#### [Request]
Write out every line of the records below, character for character, with nothing added or changed.

#### [Exercise materials]
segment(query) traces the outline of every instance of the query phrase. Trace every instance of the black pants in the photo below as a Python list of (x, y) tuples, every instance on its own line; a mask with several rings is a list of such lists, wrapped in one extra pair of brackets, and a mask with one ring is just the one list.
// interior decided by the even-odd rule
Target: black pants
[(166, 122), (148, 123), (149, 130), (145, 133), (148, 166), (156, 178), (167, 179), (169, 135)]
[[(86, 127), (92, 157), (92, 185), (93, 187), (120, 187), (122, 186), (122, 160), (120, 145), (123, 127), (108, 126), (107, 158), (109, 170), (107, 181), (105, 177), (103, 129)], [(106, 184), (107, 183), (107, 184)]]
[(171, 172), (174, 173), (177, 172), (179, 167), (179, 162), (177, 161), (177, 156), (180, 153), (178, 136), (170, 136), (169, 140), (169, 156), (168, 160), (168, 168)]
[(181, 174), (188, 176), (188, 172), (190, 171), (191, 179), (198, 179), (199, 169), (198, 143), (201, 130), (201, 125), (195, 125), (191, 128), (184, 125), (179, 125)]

#### [Solution for this exercise]
segment(query) traces the outline of every instance of the query phrase. Trace every instance of the black pants in the photo below as a Python list of (x, y) tuples, every instance on its own line; a mask with several rings is a list of such lists, wrapped in one extra pair of brackets, and a mask with one ring is just the one list.
// interior decided by the even-odd rule
Target: black pants
[(166, 122), (148, 123), (149, 130), (145, 133), (148, 166), (156, 178), (167, 179), (169, 135)]
[[(86, 127), (92, 157), (92, 185), (93, 187), (120, 187), (122, 186), (122, 160), (120, 145), (123, 127), (108, 126), (107, 158), (109, 170), (107, 181), (105, 177), (103, 129)], [(106, 184), (107, 183), (107, 184)]]
[(171, 172), (174, 173), (177, 172), (179, 167), (179, 162), (177, 161), (177, 156), (180, 153), (178, 136), (170, 136), (169, 140), (169, 156), (168, 160), (168, 168)]
[(181, 174), (188, 176), (188, 172), (190, 171), (191, 179), (198, 179), (199, 169), (198, 143), (201, 130), (201, 125), (195, 125), (191, 128), (184, 125), (179, 125)]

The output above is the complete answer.